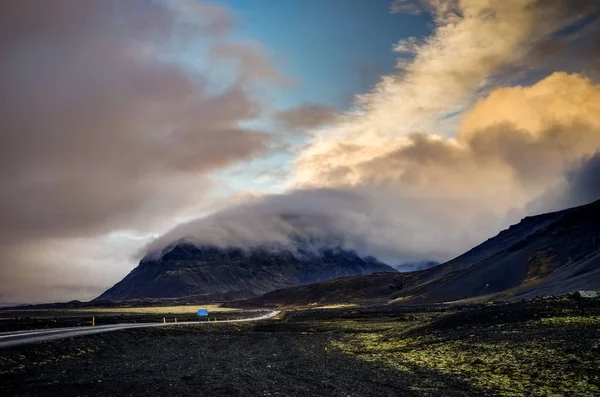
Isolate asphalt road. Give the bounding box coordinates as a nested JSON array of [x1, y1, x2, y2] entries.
[[0, 310, 279, 348]]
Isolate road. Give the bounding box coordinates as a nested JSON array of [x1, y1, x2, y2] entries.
[[0, 310, 279, 348]]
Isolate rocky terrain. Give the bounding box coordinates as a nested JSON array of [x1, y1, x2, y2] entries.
[[0, 297, 600, 397], [96, 243, 395, 302]]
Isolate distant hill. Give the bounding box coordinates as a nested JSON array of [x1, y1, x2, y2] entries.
[[243, 201, 600, 306], [95, 243, 395, 301]]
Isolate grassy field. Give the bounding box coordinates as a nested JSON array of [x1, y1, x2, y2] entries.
[[0, 298, 600, 397]]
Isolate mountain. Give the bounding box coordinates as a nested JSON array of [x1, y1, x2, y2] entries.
[[96, 243, 395, 301], [238, 201, 600, 306], [231, 273, 411, 308]]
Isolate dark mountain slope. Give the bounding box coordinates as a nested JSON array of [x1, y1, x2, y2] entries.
[[97, 244, 395, 301], [232, 273, 411, 307], [403, 201, 600, 302], [239, 201, 600, 306]]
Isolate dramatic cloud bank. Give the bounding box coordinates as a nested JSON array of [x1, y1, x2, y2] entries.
[[0, 0, 285, 299], [0, 0, 600, 301], [148, 0, 600, 264]]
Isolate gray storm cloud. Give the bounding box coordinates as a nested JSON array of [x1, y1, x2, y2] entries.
[[148, 0, 600, 270], [0, 0, 600, 301], [0, 0, 284, 299]]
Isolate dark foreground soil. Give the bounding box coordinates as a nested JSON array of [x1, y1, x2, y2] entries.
[[0, 300, 600, 397]]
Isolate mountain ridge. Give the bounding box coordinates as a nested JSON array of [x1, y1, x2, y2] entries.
[[95, 242, 396, 301], [234, 200, 600, 306]]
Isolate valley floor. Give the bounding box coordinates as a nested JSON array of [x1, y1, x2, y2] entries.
[[0, 298, 600, 397]]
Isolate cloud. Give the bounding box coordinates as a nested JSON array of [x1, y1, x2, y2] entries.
[[0, 0, 283, 302], [526, 152, 600, 214], [275, 103, 339, 132], [149, 0, 600, 276]]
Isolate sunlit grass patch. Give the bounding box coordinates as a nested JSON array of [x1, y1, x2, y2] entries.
[[538, 316, 600, 327], [332, 324, 600, 397]]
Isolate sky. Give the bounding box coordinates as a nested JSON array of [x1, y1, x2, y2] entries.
[[0, 0, 600, 304]]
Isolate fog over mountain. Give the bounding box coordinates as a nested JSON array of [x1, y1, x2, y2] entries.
[[0, 0, 600, 302]]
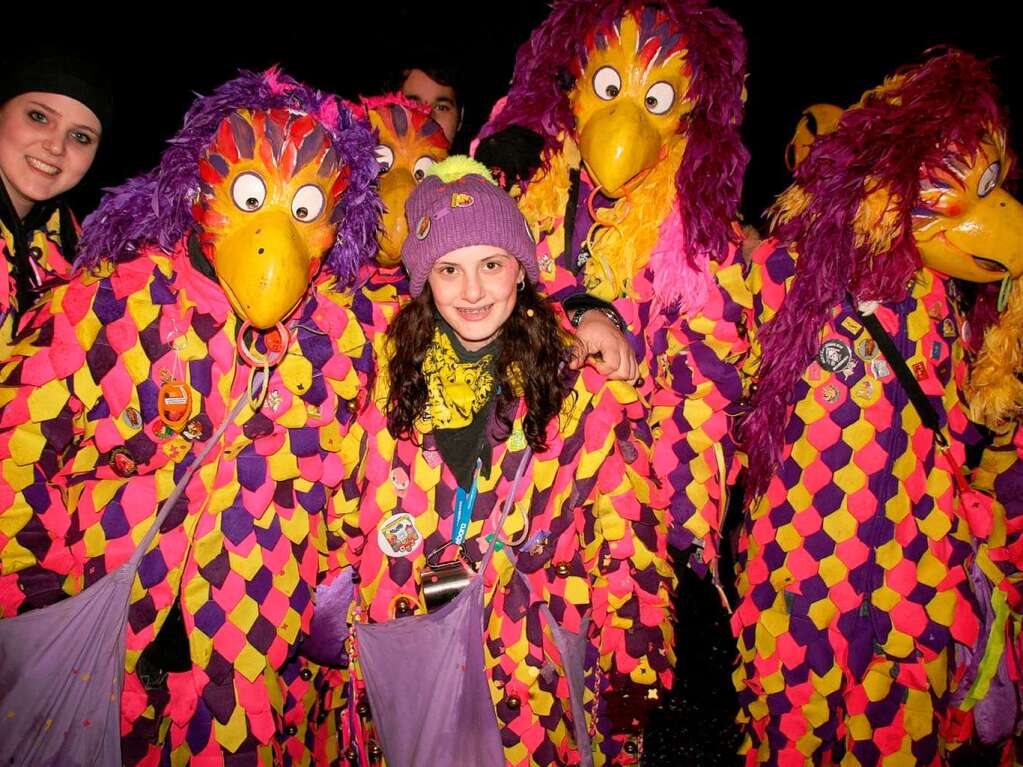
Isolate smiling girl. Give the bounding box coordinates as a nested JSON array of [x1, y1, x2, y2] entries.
[[331, 157, 672, 767], [0, 57, 112, 351]]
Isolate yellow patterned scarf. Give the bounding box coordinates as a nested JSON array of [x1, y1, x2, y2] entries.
[[416, 327, 494, 433]]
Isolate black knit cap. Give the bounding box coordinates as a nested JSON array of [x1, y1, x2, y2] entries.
[[0, 50, 114, 133]]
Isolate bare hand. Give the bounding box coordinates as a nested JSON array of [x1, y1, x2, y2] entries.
[[571, 310, 639, 381]]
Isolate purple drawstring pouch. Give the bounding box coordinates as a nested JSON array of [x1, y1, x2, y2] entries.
[[355, 448, 533, 767], [540, 605, 593, 767], [355, 449, 593, 767], [299, 568, 355, 667], [355, 571, 504, 767], [951, 560, 1021, 745], [0, 386, 255, 767]]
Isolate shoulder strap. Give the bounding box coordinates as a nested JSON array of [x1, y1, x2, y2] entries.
[[853, 304, 948, 448], [130, 370, 259, 570]]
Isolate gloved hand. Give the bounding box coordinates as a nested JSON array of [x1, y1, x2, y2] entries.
[[476, 125, 543, 191]]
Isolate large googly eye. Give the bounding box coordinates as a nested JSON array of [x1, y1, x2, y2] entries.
[[292, 184, 323, 221], [231, 173, 266, 211], [373, 144, 394, 173], [977, 163, 1002, 197], [643, 82, 675, 115], [593, 66, 622, 101], [412, 154, 434, 181]]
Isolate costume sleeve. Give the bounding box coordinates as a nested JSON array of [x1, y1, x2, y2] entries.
[[577, 372, 675, 737], [649, 243, 752, 567], [973, 423, 1023, 613], [0, 283, 101, 616]]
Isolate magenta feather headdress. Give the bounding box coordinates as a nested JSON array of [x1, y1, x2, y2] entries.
[[743, 50, 1006, 495], [481, 0, 749, 268], [76, 69, 382, 286]]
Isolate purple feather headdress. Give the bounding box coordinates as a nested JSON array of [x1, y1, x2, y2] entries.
[[481, 0, 749, 268], [743, 50, 1006, 497], [76, 69, 382, 287]]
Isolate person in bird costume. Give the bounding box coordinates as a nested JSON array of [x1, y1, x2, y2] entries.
[[329, 156, 673, 767], [350, 93, 635, 380], [732, 50, 1023, 765], [477, 0, 750, 562], [352, 93, 448, 332], [962, 279, 1023, 765], [0, 70, 381, 765]]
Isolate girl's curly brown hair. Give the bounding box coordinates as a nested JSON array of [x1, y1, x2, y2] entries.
[[385, 282, 572, 453]]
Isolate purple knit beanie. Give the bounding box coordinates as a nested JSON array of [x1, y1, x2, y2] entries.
[[401, 155, 540, 298]]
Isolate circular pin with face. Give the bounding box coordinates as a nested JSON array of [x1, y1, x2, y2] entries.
[[157, 379, 191, 432], [181, 415, 210, 442], [106, 445, 138, 477], [820, 384, 842, 403], [817, 339, 852, 373], [856, 339, 880, 362], [376, 513, 422, 556], [391, 466, 408, 497]]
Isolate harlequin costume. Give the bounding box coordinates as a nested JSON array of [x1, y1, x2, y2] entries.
[[733, 51, 1023, 765], [343, 93, 448, 332], [330, 159, 673, 765], [477, 0, 750, 561], [964, 279, 1023, 765], [0, 70, 380, 765]]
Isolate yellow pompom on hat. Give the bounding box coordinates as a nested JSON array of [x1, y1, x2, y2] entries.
[[401, 154, 540, 297]]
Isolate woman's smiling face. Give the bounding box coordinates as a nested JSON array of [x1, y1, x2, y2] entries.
[[428, 245, 524, 352], [0, 92, 101, 218]]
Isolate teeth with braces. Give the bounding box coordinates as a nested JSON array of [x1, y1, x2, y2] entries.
[[26, 156, 60, 176]]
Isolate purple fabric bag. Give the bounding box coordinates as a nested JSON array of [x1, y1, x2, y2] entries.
[[0, 390, 255, 767], [951, 560, 1021, 746], [299, 568, 355, 667], [540, 605, 593, 767], [355, 448, 532, 767]]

# WORK TO BE COMPLETED:
Can you return every text line of the records above verbatim, leaving the pictures out?

# SOLUTION FOR THIS EXERCISE:
Isolate asphalt road. Give the bounding box coordinates as a nested JSON array of [x1, y1, x2, y2] entries.
[[0, 310, 279, 348]]
Isolate road. Give the bounding box coordinates as a nested JSON array of [x1, y1, x2, y2] entries.
[[0, 310, 279, 348]]
Isolate rocky terrain. Give the bounding box coordinates as a nested JSON array of [x1, y1, x2, y2] entries.
[[0, 297, 600, 397], [96, 243, 395, 302]]
Isolate distant hill. Give the bounding box coordinates as a nested JSON array of [x1, y1, x2, y2] entries.
[[243, 201, 600, 306], [95, 243, 395, 301]]
Isolate grassy field. Give the bounding box coordinates as a nested JSON array of [x1, y1, x2, y2] entries.
[[0, 298, 600, 397]]
Isolate mountain. Give the bounding box coordinates as a nested JSON array of [x1, y1, x2, y2] entries.
[[96, 243, 395, 301], [238, 201, 600, 306], [231, 273, 411, 308]]
Isolate dark mountain slope. Give the bounding box coordinates as a nested JSON array of [x1, y1, x2, y2] entries.
[[97, 244, 395, 301], [232, 273, 411, 307], [403, 201, 600, 302], [239, 201, 600, 306]]
Isolate dramatic cloud bank. Give the bounding box coordinates as a nested JSON array of [x1, y1, x2, y2] entries.
[[0, 0, 285, 299], [0, 0, 600, 301], [148, 0, 600, 264]]
Isolate gray storm cloud. Give the bounding box coordinates as a nested JSON array of [x1, y1, x2, y2] entries.
[[148, 0, 600, 270], [0, 0, 600, 301], [0, 0, 284, 299]]
Isolate dark foreground soil. Give the bounding box coordinates as a nested JSON array of [x1, y1, x2, y2] entries.
[[0, 300, 600, 397]]
Isolate mountain ridge. Give the bounding box coordinates as a nested JSON array of [x1, y1, x2, y2] entries.
[[95, 242, 396, 301], [234, 200, 600, 306]]
Isolate valley floor. Give the bounding box coordinates as a nested JSON array of [x1, y1, x2, y2] entries.
[[0, 298, 600, 397]]
Isolate cloud. Give the bounding box coordinates as a nested JSON array of [x1, y1, x2, y2] entries.
[[0, 0, 283, 302], [526, 152, 600, 214], [275, 103, 339, 132], [149, 0, 600, 276]]
Isolate sunlit grass patch. Give the bounding box coordinates as a nested JSON array of [x1, y1, x2, y2] entries.
[[538, 316, 600, 327], [332, 324, 600, 397]]
Isolate sky. Give the bounding box coordinates as a nested JSON array of [x1, y1, x2, y2] entries.
[[0, 0, 600, 304]]
Isolate fog over mountain. Give the bounding box coordinates as a nested JSON array of [x1, y1, x2, y2] entries.
[[0, 0, 600, 302]]
Isolate smiling girl. Give the bounding box coordinates as a nested JSON array of [x1, y1, x2, y2] entries.
[[331, 157, 672, 767], [0, 57, 112, 351]]
Isolate yellow patterned scarf. Give the bounding box coordinates as a nested JSON array of [x1, y1, x2, y2] entries.
[[416, 327, 494, 433]]
Isolate black knit cap. Give the bounding box coordinates as a nested JSON array of [x1, y1, x2, y2] entries.
[[0, 50, 114, 133]]
Isolate bare hand. Give the bounding box coordinates as a nested JSON array of [x1, y1, x2, y2] entries.
[[571, 310, 639, 381]]
Isolate purple drawstring pouch. Give the bounding box coordinates as a nested JSON array of [x1, y1, x2, y2] entries.
[[355, 448, 533, 767], [540, 605, 593, 767], [355, 449, 593, 767], [299, 568, 355, 667], [355, 571, 504, 767], [951, 560, 1021, 745], [0, 386, 255, 767]]
Isolate shoulder strap. Give the bounding box coordinates as a nested JSON array of [x1, y1, x2, y2] entries.
[[853, 304, 948, 448], [130, 370, 259, 570]]
Isolate gloved hand. Give the bounding box coordinates as a nested JSON array of [x1, y1, x2, y2] entries.
[[476, 125, 543, 191]]
Isolate large googly eye. Give the bounding box coordinates as a nested JSON array of [x1, y1, x2, y2] entries.
[[292, 184, 323, 221], [231, 173, 266, 211], [373, 144, 394, 173], [977, 163, 1002, 197], [643, 82, 675, 115], [593, 66, 622, 101], [412, 154, 434, 181]]
Isolate costume sleeve. Give the bounding box coordinates as a nested JSON array of [x1, y1, x2, y2] entries.
[[577, 372, 675, 737], [649, 243, 752, 567], [973, 423, 1023, 613], [0, 283, 101, 616]]
Isolate magenta feather headdress. Give the bounding box coordinates as a nested JSON array of [x1, y1, x2, y2] entries.
[[743, 50, 1006, 495], [481, 0, 749, 268], [76, 69, 382, 286]]
Isolate purple feather headdress. Give the bounding box coordinates as a nested JSON array of [x1, y1, x2, y2] entries.
[[481, 0, 749, 268], [743, 50, 1006, 497], [76, 69, 382, 287]]
Isolate person in bird costume. Give the bounding box coordinates as a nested JSON array of [x1, y1, x2, y2] entries.
[[329, 156, 673, 767], [350, 93, 635, 380], [732, 50, 1023, 765], [477, 0, 750, 562], [352, 93, 448, 332], [962, 279, 1023, 765], [0, 70, 381, 765]]
Isolate girl's curly brown hair. Give the bounding box coordinates as a nested JSON array of [x1, y1, x2, y2] entries.
[[385, 282, 572, 453]]
Isolate purple knit beanie. Give the bounding box coordinates as a nested JSON array of [x1, y1, x2, y2] entries.
[[401, 155, 540, 298]]
Isolate circular pin with face. Give the bounding box coordinates as a nested JSON array of [x1, y1, x2, y2] entries.
[[157, 379, 191, 432], [181, 415, 210, 442], [106, 445, 138, 477], [820, 384, 842, 403], [817, 339, 852, 373], [856, 339, 880, 362], [376, 513, 422, 556], [391, 466, 408, 497]]
Isolate harlequin costume. Give the bounding box coordinates as a nested JSON array of [x1, y1, x2, y2] entries.
[[733, 51, 1023, 765], [343, 93, 448, 332], [330, 159, 673, 765], [477, 0, 750, 561], [964, 279, 1023, 765], [0, 70, 380, 765]]
Isolate yellow pompom on hat. Give the bounding box coordinates as a nested JSON array of [x1, y1, x2, y2] entries.
[[401, 154, 540, 297]]
Isolate woman's smiling face. Give the bounding box coordinates as a nested JSON array of [x1, y1, x2, y2] entries.
[[428, 245, 524, 352], [0, 92, 101, 218]]
Isolate teeth with braces. Give the bounding box coordinates as a nested JSON array of [x1, y1, x2, y2] entries.
[[26, 156, 60, 176]]
Isolate purple fabric bag. Give the bounding box coordinates as a nested JSON array of [x1, y1, x2, y2] entries.
[[0, 390, 255, 767], [951, 560, 1021, 746], [299, 568, 355, 667], [540, 605, 593, 767], [355, 448, 532, 767]]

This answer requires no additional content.